Start of Excerpt provided
The term “crown” is generally understood in several industries, which use rolls or rollers, to mean a general barrel-shape. In other words, the mid section of the roll has a larger diameter than the ends of the roll.

This invention discloses a crowned conductor roll that is designed to compensate for the deflection of the conductor roll when the conductor roll is subjected to mechanical forces, e.g. sheet tension, gravity, brush assemblies, and hold down rolls, during an electrocoating process thereby reducing or eliminating the occurrence of arc pits in the coated metallic sheet. In addition, by utilizing a crown to compensate for the conductor roll's deflection, a lighter and smaller diameter conductor roll can be used in the electrocoating process since the roll itself would not have to be so strong as not to deflect or bend when subjected to the mechanical forces that occur during the electrocoating process. Yet another advantage of using a crowned conductor roll is that when it is determined that the deflection of a standard cylindrical or non-crowned conductor roll is detrimental, modification of the super structure of the electrocoating or electroplating line is most often not necessary. This is due to crowned rolls being substantially the same size (i.e. length, weight, and diameter) as the standard cylindrical roll that they will replace.

FIG. 2 depicts a typical conductor roll 4 under no mechanical load and having no deflection. As can be seen from FIG. 2, the conductor roll 4 has a first end 8, a second end 10, an outer surface 12, a top 14, and a bottom 16. The outer surface 12 of the conductor roll 4 is the surface of the conductor roll 4 that comes into direct contact with the metal sheet (not shown). Extending substantially laterally from each of the first and second ends 10 and 12 is a centrally located shaft 18, which is used as a means for rotating the conductor roll 4 about its axis.
End of Excerpt provided
Start of Records
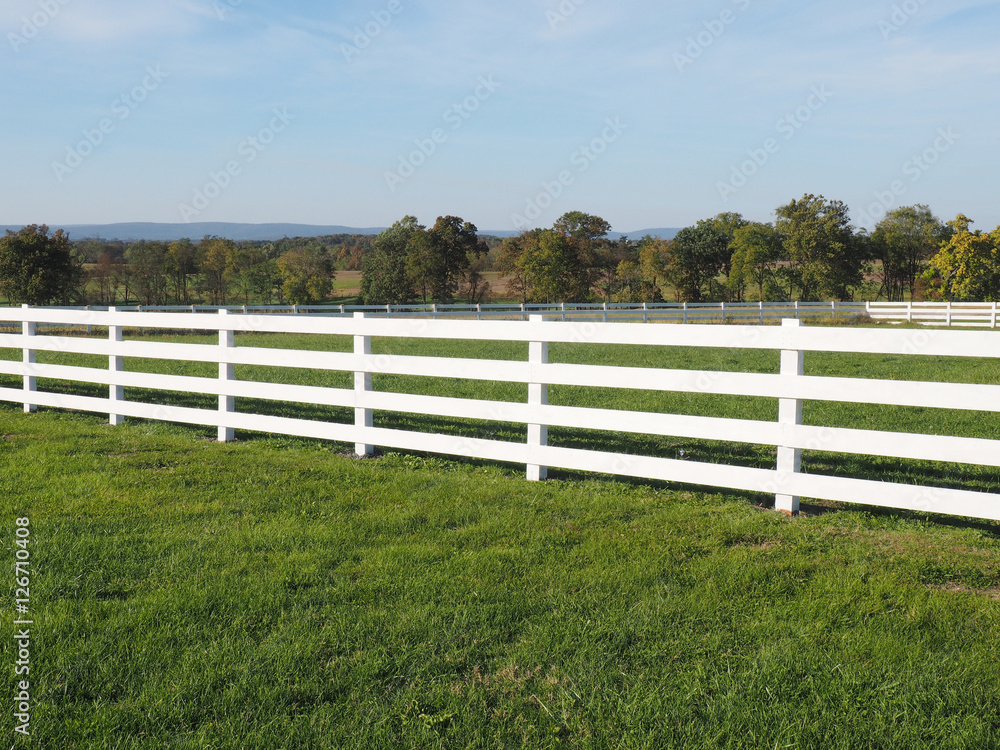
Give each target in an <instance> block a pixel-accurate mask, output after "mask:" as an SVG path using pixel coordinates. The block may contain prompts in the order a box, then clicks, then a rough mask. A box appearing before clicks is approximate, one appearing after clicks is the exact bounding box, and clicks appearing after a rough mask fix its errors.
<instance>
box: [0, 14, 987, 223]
mask: <svg viewBox="0 0 1000 750" xmlns="http://www.w3.org/2000/svg"><path fill="white" fill-rule="evenodd" d="M998 28H1000V2H977V1H974V0H948V2H945V1H944V0H897V1H896V2H860V1H859V0H842V1H841V2H839V3H836V4H834V3H818V2H803V0H796V1H794V2H793V1H792V0H712V1H711V2H687V1H685V0H680V1H675V2H669V3H663V2H652V0H617V1H616V2H614V3H611V2H607V1H606V0H604V1H602V0H505V1H504V2H492V3H491V2H480V1H478V0H462V1H461V2H459V1H458V0H434V2H430V1H426V2H415V0H370V1H358V0H342V1H340V2H320V0H284V1H283V2H280V3H279V2H264V1H263V0H152V1H147V2H142V3H139V2H135V0H128V1H126V0H4V2H3V4H2V5H0V136H2V137H0V224H27V223H47V224H50V225H54V224H96V223H113V222H136V221H149V222H185V221H232V222H251V223H264V222H299V223H309V224H328V225H329V224H340V225H347V226H355V227H377V226H388V225H389V224H391V223H392V222H394V221H397V220H398V219H400V218H402V217H404V216H406V215H414V216H416V217H417V218H418V219H419V220H420V221H421V223H424V224H427V225H430V224H433V223H434V220H435V218H436V217H438V216H443V215H452V216H460V217H462V218H463V219H465V220H466V221H471V222H472V223H474V224H476V225H477V226H478V227H479V228H480V229H481V230H486V229H493V230H514V229H521V228H525V227H534V226H543V227H547V226H551V225H552V224H553V222H555V221H556V219H558V218H559V216H561V215H562V214H564V213H566V212H567V211H573V210H577V211H585V212H587V213H590V214H595V215H597V216H601V217H602V218H604V219H606V220H607V221H608V222H610V224H611V225H612V228H613V230H614V231H616V232H631V231H638V230H641V229H645V228H659V227H682V226H688V225H691V224H693V223H695V222H696V221H698V220H700V219H705V218H709V217H712V216H714V215H716V214H718V213H720V212H723V211H734V212H739V213H741V214H743V216H744V217H746V218H748V219H752V220H756V221H770V220H773V218H774V210H775V208H777V207H778V206H780V205H783V204H787V203H788V202H790V201H791V200H793V199H797V198H801V197H802V196H803V195H804V194H806V193H811V194H815V195H823V196H824V197H826V198H827V199H830V200H839V201H843V202H844V203H846V204H847V205H848V207H849V208H850V211H851V218H852V221H853V222H854V224H855V225H856V226H858V227H867V228H871V227H872V226H873V225H874V224H875V223H876V222H877V221H878V220H879V219H880V218H882V216H883V215H884V213H885V211H887V210H892V209H893V208H898V207H900V206H907V205H914V204H928V205H929V206H930V207H931V209H932V210H933V211H934V213H935V214H936V215H937V216H938V217H939V218H941V219H942V220H945V221H946V220H949V219H951V218H954V216H955V215H956V214H958V213H959V212H961V213H964V214H966V215H967V216H969V217H970V218H972V219H973V220H974V221H975V224H974V228H980V229H986V230H989V229H992V228H993V227H995V226H997V225H998V224H1000V201H998V200H997V186H996V180H997V176H998V175H1000V97H998V96H997V95H996V91H997V90H998V83H1000V45H997V44H996V30H997V29H998Z"/></svg>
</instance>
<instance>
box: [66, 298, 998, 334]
mask: <svg viewBox="0 0 1000 750" xmlns="http://www.w3.org/2000/svg"><path fill="white" fill-rule="evenodd" d="M63 309H67V310H83V311H88V312H90V311H101V310H107V309H108V308H106V307H98V306H90V307H74V308H63ZM116 309H117V310H119V311H123V312H174V313H212V314H214V313H217V312H218V311H219V310H228V311H230V312H233V313H242V314H244V315H248V314H250V315H275V314H297V315H306V314H308V315H322V316H332V317H336V316H340V317H353V316H354V315H355V314H356V313H359V312H361V313H365V314H367V315H368V316H369V317H386V318H430V319H432V320H439V319H458V320H461V319H467V320H490V319H499V320H527V319H528V318H529V317H531V316H532V315H542V316H544V317H545V318H546V319H547V320H592V321H601V322H604V323H607V322H637V323H765V322H777V321H780V320H783V319H785V318H794V319H798V320H803V319H809V318H828V317H833V318H838V317H841V318H850V317H863V316H867V317H870V318H873V319H876V320H898V321H906V322H910V323H922V324H926V325H934V326H949V327H951V326H955V327H981V328H996V327H997V318H998V315H1000V303H997V302H648V303H632V302H608V303H580V304H572V303H551V304H535V303H529V304H502V303H501V304H480V305H462V304H456V305H417V304H408V305H228V306H219V305H160V306H149V305H135V306H131V307H121V306H120V307H117V308H116Z"/></svg>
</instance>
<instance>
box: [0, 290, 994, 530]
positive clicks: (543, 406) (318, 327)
mask: <svg viewBox="0 0 1000 750" xmlns="http://www.w3.org/2000/svg"><path fill="white" fill-rule="evenodd" d="M3 322H6V323H8V324H13V325H16V326H20V328H21V332H20V333H11V334H0V353H2V352H3V350H5V349H6V350H13V351H16V352H18V353H20V355H21V356H20V359H19V360H9V359H0V374H4V375H8V376H16V377H20V378H22V379H23V385H22V387H21V388H0V401H8V402H14V403H21V404H23V405H24V409H25V411H29V412H30V411H33V410H35V409H36V408H37V407H38V406H47V407H56V408H67V409H78V410H82V411H88V412H96V413H105V414H108V415H109V421H110V422H111V423H112V424H119V423H120V422H121V421H122V419H123V418H125V417H137V418H145V419H154V420H165V421H171V422H180V423H188V424H196V425H206V426H212V427H216V428H218V438H219V440H222V441H226V440H231V439H232V438H233V432H234V430H248V431H259V432H266V433H281V434H289V435H297V436H302V437H309V438H319V439H326V440H332V441H338V442H345V443H353V444H354V445H355V450H356V452H357V453H359V454H368V453H371V452H372V451H373V450H374V448H375V447H376V446H382V447H387V448H395V449H402V450H415V451H428V452H432V453H442V454H449V455H456V456H466V457H472V458H479V459H487V460H495V461H503V462H511V463H516V464H522V465H525V466H526V467H527V470H526V471H527V476H528V478H529V479H542V478H544V477H545V475H546V468H547V467H558V468H563V469H570V470H580V471H588V472H601V473H608V474H614V475H620V476H630V477H643V478H650V479H658V480H666V481H673V482H682V483H688V484H696V485H707V486H715V487H724V488H732V489H741V490H750V491H756V492H765V493H771V494H774V495H775V498H776V499H775V506H776V508H778V509H779V510H782V511H785V512H795V511H797V509H798V505H799V498H800V497H810V498H822V499H828V500H835V501H844V502H850V503H861V504H870V505H878V506H884V507H892V508H900V509H909V510H918V511H928V512H934V513H944V514H953V515H961V516H969V517H978V518H987V519H995V520H1000V495H997V494H992V493H984V492H976V491H969V490H961V489H944V488H938V487H928V486H914V485H906V484H897V483H891V482H880V481H871V480H865V479H857V478H851V477H843V476H827V475H818V474H807V473H803V472H802V471H800V469H801V463H800V462H801V451H802V450H822V451H832V452H841V453H849V454H865V455H877V456H891V457H897V458H904V459H918V460H937V461H949V462H958V463H964V464H975V465H985V466H994V467H996V466H1000V441H998V440H990V439H979V438H965V437H956V436H949V435H927V434H909V433H895V432H882V431H872V430H857V429H844V428H839V427H835V426H814V425H805V424H802V403H803V401H804V400H810V399H815V400H822V401H839V402H847V403H884V404H896V405H902V406H922V407H930V408H945V409H967V410H975V411H980V412H982V411H987V412H1000V386H998V385H972V384H961V383H927V382H910V381H881V380H871V379H864V378H847V377H817V376H805V375H803V361H804V357H805V356H806V354H807V353H809V352H853V353H866V354H876V355H881V354H899V355H910V356H915V357H927V356H930V357H934V356H943V357H947V356H956V357H990V358H1000V337H998V336H996V335H995V334H994V333H992V332H988V331H950V330H949V331H942V330H930V329H927V330H912V329H900V330H882V329H878V330H876V329H864V328H853V327H848V328H844V327H832V328H823V327H808V328H806V327H803V326H802V325H801V322H800V321H796V320H794V319H786V320H784V321H783V322H782V325H781V326H745V325H690V326H640V325H624V324H621V323H604V322H593V321H575V322H565V323H563V322H558V321H545V320H543V318H542V316H540V315H533V316H532V317H531V319H530V320H529V321H502V320H491V321H474V320H472V321H470V320H431V319H408V318H400V319H395V318H392V319H386V318H373V317H369V316H366V315H365V314H364V313H356V314H354V315H352V316H351V317H339V316H337V317H325V316H322V317H321V316H313V315H308V316H306V315H301V316H291V315H235V314H231V313H230V312H229V311H228V310H220V311H219V312H218V313H217V314H215V315H195V316H192V315H190V314H189V313H188V314H185V313H177V312H174V313H171V312H161V313H156V314H151V313H147V312H123V311H117V310H110V311H89V312H88V311H80V310H67V309H53V308H28V307H23V308H0V323H3ZM42 325H49V326H52V325H57V326H60V327H62V326H73V327H79V328H81V329H82V328H84V327H88V326H89V327H92V328H93V327H98V328H100V329H101V330H103V329H106V330H107V337H106V338H104V337H102V338H94V337H83V336H79V335H75V336H74V335H66V334H65V332H64V331H62V330H61V328H60V329H59V330H58V331H57V332H56V333H49V334H42V333H41V332H40V331H39V326H42ZM136 329H144V330H147V331H149V330H158V329H163V330H198V331H201V332H204V333H211V334H213V335H215V336H218V345H217V346H215V345H205V344H197V343H174V342H161V341H149V340H141V338H140V339H136V338H135V337H134V336H133V337H131V338H130V337H126V333H127V332H131V331H134V330H136ZM251 332H253V333H262V332H267V333H293V334H294V333H309V334H327V335H342V336H351V337H353V342H354V347H353V350H352V351H342V352H340V351H334V352H331V351H301V350H284V349H267V348H257V347H252V346H238V345H237V339H236V337H235V334H238V333H251ZM373 337H388V338H433V339H458V340H463V339H464V340H477V341H484V340H485V341H498V342H499V341H513V342H524V343H527V344H528V345H529V346H528V358H527V360H525V361H510V360H477V359H458V358H447V357H428V356H403V355H396V354H391V355H373V354H372V349H371V340H372V338H373ZM550 343H589V344H619V345H622V344H624V345H631V346H658V347H678V346H683V347H707V348H728V349H770V350H777V351H780V352H781V366H780V371H779V372H775V373H742V372H716V371H697V370H670V369H653V368H639V367H617V366H598V365H587V364H566V363H559V362H550V361H549V357H548V345H549V344H550ZM57 352H62V353H75V354H90V355H100V356H102V357H107V358H108V360H107V361H108V366H107V368H103V367H101V368H98V367H79V366H71V365H65V364H56V363H51V362H39V360H38V354H39V353H46V354H45V356H44V357H43V359H46V358H48V359H51V358H52V353H57ZM139 357H141V358H153V359H161V360H182V361H189V362H190V361H194V362H208V363H213V364H216V365H218V368H219V369H218V373H219V375H218V377H217V378H214V377H213V378H205V377H189V376H180V375H163V374H154V373H149V372H137V371H133V370H130V369H128V368H126V366H125V365H126V363H127V360H129V359H130V358H139ZM237 365H265V366H272V367H273V366H280V367H296V368H309V369H321V370H337V371H343V372H346V373H353V374H354V387H353V389H348V388H330V387H319V386H304V385H289V384H284V383H271V382H251V381H246V380H239V379H237V378H236V372H235V368H236V366H237ZM373 373H392V374H401V375H417V376H428V377H438V378H464V379H471V380H479V381H508V382H514V383H521V384H527V386H528V397H527V400H526V401H525V402H524V403H511V402H502V401H491V400H485V399H466V398H452V397H442V396H419V395H412V394H407V393H395V392H388V391H376V390H373V387H372V374H373ZM44 379H53V380H66V381H74V382H79V383H90V384H100V385H104V386H107V387H108V397H107V398H96V397H90V396H80V395H70V394H64V393H56V392H50V391H45V390H41V389H39V387H38V383H39V380H44ZM549 385H573V386H585V387H601V388H624V389H641V390H651V391H681V392H692V393H703V394H728V395H739V396H755V397H765V398H776V399H778V403H779V414H778V420H777V421H776V422H768V421H760V420H747V419H720V418H711V417H701V416H685V415H675V414H660V413H647V412H637V411H625V410H615V409H595V408H581V407H573V406H562V405H554V404H549V403H548V386H549ZM125 388H143V389H153V390H160V391H179V392H185V393H198V394H209V395H213V396H217V397H218V399H219V401H218V408H217V409H214V410H209V409H198V408H188V407H180V406H164V405H159V404H151V403H145V402H142V401H135V400H127V399H126V398H125V390H124V389H125ZM236 399H266V400H271V401H285V402H296V403H308V404H318V405H325V406H341V407H348V408H353V409H354V411H355V419H354V422H353V423H334V422H321V421H315V420H308V419H300V418H290V417H278V416H270V415H264V414H255V413H248V412H245V411H237V410H236ZM376 410H385V411H390V412H404V413H414V414H421V415H431V416H436V417H449V418H457V419H483V420H492V421H500V422H511V423H519V424H523V425H526V426H527V439H526V441H525V442H523V443H515V442H510V441H500V440H487V439H480V438H467V437H461V436H456V435H449V434H428V433H424V432H415V431H409V430H402V429H389V428H385V427H376V426H374V420H373V413H374V411H376ZM551 426H559V427H570V428H581V429H593V430H606V431H615V432H625V433H639V434H648V435H662V436H674V437H682V438H692V439H707V440H723V441H731V442H741V443H749V444H756V445H770V446H774V447H776V448H777V460H776V464H775V467H774V468H773V469H765V468H749V467H743V466H729V465H721V464H713V463H704V462H698V461H687V460H677V459H672V458H662V457H655V456H640V455H632V454H623V453H613V452H607V451H597V450H586V449H579V448H565V447H558V446H553V445H549V444H548V435H547V431H548V428H549V427H551Z"/></svg>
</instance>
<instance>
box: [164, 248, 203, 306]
mask: <svg viewBox="0 0 1000 750" xmlns="http://www.w3.org/2000/svg"><path fill="white" fill-rule="evenodd" d="M166 265H167V273H168V275H169V276H170V280H171V284H172V285H173V287H174V300H175V301H176V302H177V304H184V305H186V304H188V278H189V277H190V276H191V275H192V274H194V273H196V272H197V270H198V248H196V247H195V246H194V244H192V242H191V240H189V239H187V238H186V237H185V238H184V239H180V240H176V241H175V242H171V243H170V246H169V247H168V248H167V261H166Z"/></svg>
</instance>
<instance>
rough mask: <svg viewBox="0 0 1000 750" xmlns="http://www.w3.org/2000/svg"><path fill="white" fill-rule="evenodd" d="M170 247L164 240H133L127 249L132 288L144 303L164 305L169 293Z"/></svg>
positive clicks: (141, 301) (127, 257) (128, 263)
mask: <svg viewBox="0 0 1000 750" xmlns="http://www.w3.org/2000/svg"><path fill="white" fill-rule="evenodd" d="M167 259H168V248H167V245H166V244H165V243H163V242H147V241H145V240H142V241H139V242H133V243H132V244H131V245H129V246H128V248H126V250H125V262H126V263H127V264H128V266H129V271H130V275H131V279H132V288H133V290H134V291H135V293H136V294H137V295H138V296H139V302H140V304H143V305H162V304H164V302H166V295H167V265H168V264H167Z"/></svg>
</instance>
End of Records
== About this task ==
From the excerpt on crowned conductor rolls, write out the passage that begins at the words "FIG. 2 depicts" and ends after "about its axis.", swapping "shaft" for "axle".

== Response ==
FIG. 2 depicts a typical conductor roll 4 under no mechanical load and having no deflection. As can be seen from FIG. 2, the conductor roll 4 has a first end 8, a second end 10, an outer surface 12, a top 14, and a bottom 16. The outer surface 12 of the conductor roll 4 is the surface of the conductor roll 4 that comes into direct contact with the metal sheet (not shown). Extending substantially laterally from each of the first and second ends 10 and 12 is a centrally located axle 18, which is used as a means for rotating the conductor roll 4 about its axis.